**TASK DESCRIPTION:** Reproduce the data below verbatim, keeping every line in its original order.

*** PROVIDED DATA ***

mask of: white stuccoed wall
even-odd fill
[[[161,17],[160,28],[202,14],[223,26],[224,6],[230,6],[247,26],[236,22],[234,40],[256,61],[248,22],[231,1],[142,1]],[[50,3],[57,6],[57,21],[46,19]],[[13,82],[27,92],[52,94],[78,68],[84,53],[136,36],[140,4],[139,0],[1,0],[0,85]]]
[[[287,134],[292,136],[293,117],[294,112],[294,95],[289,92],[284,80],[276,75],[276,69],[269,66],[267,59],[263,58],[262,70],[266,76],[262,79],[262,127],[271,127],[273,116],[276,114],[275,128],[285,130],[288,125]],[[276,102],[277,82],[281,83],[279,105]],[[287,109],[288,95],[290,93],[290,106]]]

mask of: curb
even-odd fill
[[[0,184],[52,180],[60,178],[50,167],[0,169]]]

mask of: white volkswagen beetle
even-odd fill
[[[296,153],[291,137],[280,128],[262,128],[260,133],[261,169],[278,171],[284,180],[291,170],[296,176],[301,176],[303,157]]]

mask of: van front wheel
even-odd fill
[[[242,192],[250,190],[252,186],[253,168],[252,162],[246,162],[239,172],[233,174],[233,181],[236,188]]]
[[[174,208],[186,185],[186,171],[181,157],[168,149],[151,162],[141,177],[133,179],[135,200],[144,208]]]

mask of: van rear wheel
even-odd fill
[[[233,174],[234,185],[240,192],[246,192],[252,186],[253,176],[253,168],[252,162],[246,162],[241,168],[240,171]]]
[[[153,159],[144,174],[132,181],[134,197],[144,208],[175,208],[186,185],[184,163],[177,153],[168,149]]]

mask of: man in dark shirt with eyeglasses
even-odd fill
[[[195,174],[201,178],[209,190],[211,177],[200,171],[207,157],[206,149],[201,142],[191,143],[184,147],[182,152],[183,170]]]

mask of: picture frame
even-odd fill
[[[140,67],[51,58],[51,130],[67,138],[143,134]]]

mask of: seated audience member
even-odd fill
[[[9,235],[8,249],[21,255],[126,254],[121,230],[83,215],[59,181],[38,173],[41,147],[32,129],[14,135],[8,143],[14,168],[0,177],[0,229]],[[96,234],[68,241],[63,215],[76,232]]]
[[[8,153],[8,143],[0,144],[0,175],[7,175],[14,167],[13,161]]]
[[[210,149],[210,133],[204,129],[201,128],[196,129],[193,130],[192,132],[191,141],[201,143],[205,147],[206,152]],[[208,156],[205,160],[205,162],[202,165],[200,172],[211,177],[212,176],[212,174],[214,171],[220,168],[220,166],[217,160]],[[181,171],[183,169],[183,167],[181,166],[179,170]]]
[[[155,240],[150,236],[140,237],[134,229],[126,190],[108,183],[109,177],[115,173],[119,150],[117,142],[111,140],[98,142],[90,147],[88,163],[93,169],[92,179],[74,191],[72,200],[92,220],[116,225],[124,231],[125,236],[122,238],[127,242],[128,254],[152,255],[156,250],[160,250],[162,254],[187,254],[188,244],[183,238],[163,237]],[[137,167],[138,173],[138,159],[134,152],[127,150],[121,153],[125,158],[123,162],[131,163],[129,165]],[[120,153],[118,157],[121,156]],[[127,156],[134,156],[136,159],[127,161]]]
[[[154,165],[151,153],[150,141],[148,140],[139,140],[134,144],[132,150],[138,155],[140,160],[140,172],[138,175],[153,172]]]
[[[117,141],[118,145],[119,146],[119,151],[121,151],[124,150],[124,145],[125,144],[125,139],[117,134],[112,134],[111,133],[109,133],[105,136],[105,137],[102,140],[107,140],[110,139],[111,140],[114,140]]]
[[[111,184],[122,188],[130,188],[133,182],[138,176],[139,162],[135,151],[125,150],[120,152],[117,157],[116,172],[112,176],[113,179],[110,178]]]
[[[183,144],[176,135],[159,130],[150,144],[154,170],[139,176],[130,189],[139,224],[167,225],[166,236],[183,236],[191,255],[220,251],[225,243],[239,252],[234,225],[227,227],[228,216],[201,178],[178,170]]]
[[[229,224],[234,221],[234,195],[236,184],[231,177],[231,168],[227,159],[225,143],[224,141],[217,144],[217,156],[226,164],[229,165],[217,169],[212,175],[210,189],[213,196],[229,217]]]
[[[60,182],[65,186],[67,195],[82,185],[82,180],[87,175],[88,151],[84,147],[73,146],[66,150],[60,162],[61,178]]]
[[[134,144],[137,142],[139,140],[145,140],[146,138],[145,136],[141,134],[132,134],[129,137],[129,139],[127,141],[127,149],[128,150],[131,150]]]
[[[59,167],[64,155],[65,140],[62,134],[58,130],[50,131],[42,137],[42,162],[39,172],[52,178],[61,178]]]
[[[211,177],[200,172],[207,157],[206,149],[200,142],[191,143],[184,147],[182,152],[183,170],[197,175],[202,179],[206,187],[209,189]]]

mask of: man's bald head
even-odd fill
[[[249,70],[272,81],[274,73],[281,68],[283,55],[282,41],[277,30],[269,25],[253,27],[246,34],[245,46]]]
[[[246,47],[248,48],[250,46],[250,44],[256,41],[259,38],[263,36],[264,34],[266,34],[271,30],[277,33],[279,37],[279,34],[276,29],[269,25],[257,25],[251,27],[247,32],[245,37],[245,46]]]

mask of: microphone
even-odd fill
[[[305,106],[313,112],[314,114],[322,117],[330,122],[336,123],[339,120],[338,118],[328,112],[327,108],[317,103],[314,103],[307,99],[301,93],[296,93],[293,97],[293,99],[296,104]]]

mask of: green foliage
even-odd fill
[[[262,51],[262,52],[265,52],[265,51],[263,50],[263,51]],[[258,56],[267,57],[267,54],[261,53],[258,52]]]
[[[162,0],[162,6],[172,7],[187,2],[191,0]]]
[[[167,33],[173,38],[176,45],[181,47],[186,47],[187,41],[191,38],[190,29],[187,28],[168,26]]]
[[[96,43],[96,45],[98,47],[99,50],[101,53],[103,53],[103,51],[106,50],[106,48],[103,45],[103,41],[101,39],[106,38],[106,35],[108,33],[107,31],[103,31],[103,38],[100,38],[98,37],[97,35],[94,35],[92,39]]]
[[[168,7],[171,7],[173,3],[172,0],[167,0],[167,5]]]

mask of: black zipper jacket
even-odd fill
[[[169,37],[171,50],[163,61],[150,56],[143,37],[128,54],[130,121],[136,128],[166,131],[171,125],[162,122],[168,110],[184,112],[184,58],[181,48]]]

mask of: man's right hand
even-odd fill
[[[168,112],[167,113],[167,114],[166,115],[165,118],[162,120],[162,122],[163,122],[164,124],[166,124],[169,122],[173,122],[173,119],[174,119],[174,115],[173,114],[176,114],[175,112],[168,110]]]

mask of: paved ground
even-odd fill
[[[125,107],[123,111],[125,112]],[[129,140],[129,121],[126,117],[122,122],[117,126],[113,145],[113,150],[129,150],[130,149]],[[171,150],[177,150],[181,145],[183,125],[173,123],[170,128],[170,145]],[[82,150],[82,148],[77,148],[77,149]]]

***

**WRITTEN RESPONSE:**
mask of: white stuccoed wall
even-odd fill
[[[161,17],[160,28],[202,14],[223,26],[224,6],[230,6],[247,26],[236,22],[234,40],[256,61],[248,22],[231,1],[142,1]],[[50,3],[57,6],[57,21],[46,19]],[[13,82],[27,92],[52,94],[78,68],[84,53],[136,36],[140,4],[139,0],[1,0],[0,85]]]
[[[287,134],[292,136],[293,117],[294,112],[294,95],[289,92],[284,80],[276,75],[276,69],[269,66],[267,59],[263,58],[262,70],[266,76],[262,79],[262,127],[271,127],[273,116],[276,114],[275,128],[285,130],[288,125]],[[276,102],[277,82],[281,83],[279,105]],[[287,109],[288,95],[290,93],[290,106]]]

mask of: curb
even-odd fill
[[[0,184],[52,180],[60,178],[50,167],[0,169]]]

mask of: white volkswagen beetle
even-odd fill
[[[296,153],[291,137],[280,128],[262,128],[260,133],[261,169],[278,171],[284,180],[291,170],[296,176],[301,176],[303,157]]]

mask of: van front wheel
even-odd fill
[[[242,192],[250,190],[252,186],[253,168],[252,162],[246,162],[239,172],[233,174],[233,181],[236,188]]]
[[[174,208],[186,185],[186,171],[181,157],[168,149],[151,162],[141,177],[133,179],[135,200],[144,208]]]

mask of: van rear wheel
even-odd fill
[[[233,174],[234,185],[240,192],[246,192],[252,186],[253,176],[253,168],[252,162],[246,162],[241,168],[240,171]]]
[[[153,159],[144,174],[132,181],[134,197],[144,208],[175,208],[186,185],[184,163],[177,153],[168,149]]]

mask of: man in dark shirt with eyeglasses
even-odd fill
[[[195,174],[201,178],[209,190],[211,177],[200,171],[207,157],[206,149],[201,142],[191,143],[184,147],[182,152],[183,170]]]

mask of: picture frame
even-odd fill
[[[140,67],[51,58],[51,130],[67,138],[143,134]]]

mask of: seated audience member
even-odd fill
[[[9,235],[8,249],[21,255],[126,254],[121,230],[83,215],[59,181],[38,173],[41,147],[32,129],[14,135],[8,143],[14,168],[0,177],[0,229]],[[96,234],[68,241],[63,215],[76,232]]]
[[[8,153],[8,143],[0,144],[0,175],[7,175],[14,167],[13,161]]]
[[[210,149],[210,133],[204,129],[201,128],[196,129],[193,130],[192,132],[191,141],[201,143],[205,147],[206,152]],[[208,156],[205,160],[205,162],[202,165],[200,172],[211,177],[212,176],[212,174],[214,171],[220,168],[220,166],[217,160]],[[181,171],[183,169],[183,167],[181,166],[179,170]]]
[[[155,240],[150,236],[140,237],[134,229],[126,190],[108,183],[109,177],[115,173],[119,150],[117,142],[111,140],[98,142],[90,147],[88,163],[93,169],[92,179],[74,191],[72,200],[92,220],[116,225],[124,231],[125,236],[122,238],[127,242],[128,254],[152,255],[156,250],[160,250],[162,254],[187,254],[188,244],[183,238],[163,237]],[[137,167],[138,173],[138,159],[134,152],[127,150],[121,153],[125,158],[123,162],[131,163],[129,165]],[[120,153],[118,157],[121,156]],[[127,156],[134,156],[136,159],[127,161]]]
[[[154,165],[151,153],[150,141],[148,140],[139,140],[134,144],[132,150],[138,155],[140,160],[140,172],[138,175],[153,172]]]
[[[117,141],[118,145],[119,146],[119,151],[121,151],[124,150],[124,145],[125,144],[125,139],[117,134],[112,134],[111,133],[109,133],[105,136],[105,137],[102,140],[107,140],[110,139],[111,140],[114,140]]]
[[[111,184],[122,188],[130,188],[133,182],[138,176],[139,162],[135,151],[125,150],[120,152],[117,157],[116,172],[112,176],[113,179],[110,178]]]
[[[183,144],[176,135],[159,130],[150,144],[154,170],[139,176],[130,189],[139,224],[167,225],[166,236],[183,236],[191,255],[220,251],[225,243],[239,252],[234,225],[227,227],[228,216],[201,178],[178,170]]]
[[[229,224],[234,221],[234,195],[236,184],[231,177],[231,168],[227,159],[225,143],[224,141],[217,144],[217,156],[226,164],[229,165],[217,169],[212,175],[210,189],[213,196],[229,217]]]
[[[60,182],[65,186],[67,195],[82,185],[82,180],[87,175],[88,151],[84,147],[73,146],[66,150],[60,162],[61,178]]]
[[[134,144],[137,142],[139,140],[145,140],[146,138],[145,136],[141,134],[132,134],[129,137],[129,139],[127,141],[127,149],[128,150],[131,150]]]
[[[59,167],[64,155],[65,140],[62,134],[58,130],[50,131],[42,137],[42,162],[39,172],[52,178],[61,178]]]
[[[211,177],[200,172],[207,157],[206,149],[200,142],[191,143],[184,147],[182,152],[183,170],[197,175],[202,179],[206,187],[209,189]]]

mask of: man's bald head
even-odd fill
[[[249,70],[272,81],[274,73],[281,68],[283,55],[282,41],[277,30],[269,25],[253,27],[246,34],[245,46]]]
[[[246,47],[248,48],[250,46],[250,44],[256,41],[259,38],[263,36],[264,34],[266,34],[271,30],[277,33],[279,37],[279,34],[276,29],[269,25],[257,25],[251,27],[247,32],[245,37],[245,46]]]

mask of: microphone
even-odd fill
[[[305,106],[313,112],[314,114],[322,117],[330,122],[336,123],[339,120],[338,118],[328,112],[327,108],[317,103],[314,103],[307,99],[301,93],[296,93],[293,97],[293,99],[296,104]]]

mask of: green foliage
even-odd fill
[[[262,51],[262,52],[265,52],[265,51],[263,50],[263,51]],[[258,56],[267,57],[267,54],[261,53],[258,52]]]
[[[162,0],[162,6],[172,7],[187,2],[191,0]]]
[[[167,33],[173,38],[176,45],[181,47],[186,47],[187,41],[191,38],[190,29],[187,28],[168,26]]]
[[[96,43],[96,45],[98,47],[99,50],[101,53],[103,53],[103,51],[106,50],[106,48],[103,45],[103,41],[101,39],[106,38],[106,35],[108,33],[107,31],[103,31],[103,38],[100,38],[98,37],[97,35],[94,35],[92,39]]]
[[[168,7],[171,7],[173,3],[172,0],[167,0],[167,5]]]

mask of: black zipper jacket
even-odd fill
[[[169,37],[171,50],[163,61],[150,56],[143,37],[128,54],[130,121],[136,128],[166,131],[171,125],[162,122],[168,110],[184,112],[184,58],[181,48]]]

mask of: man's right hand
even-odd fill
[[[168,112],[167,113],[167,114],[166,115],[165,118],[162,120],[162,122],[163,122],[164,124],[166,124],[169,122],[173,122],[173,119],[174,119],[174,115],[173,114],[176,114],[175,112],[168,110]]]

mask of: paved ground
even-odd fill
[[[125,107],[123,111],[125,112]],[[129,140],[129,121],[126,117],[122,122],[117,126],[113,145],[113,150],[129,150],[130,149]],[[171,150],[177,150],[181,145],[183,125],[173,123],[170,128],[170,145]],[[82,150],[82,148],[77,148],[77,149]]]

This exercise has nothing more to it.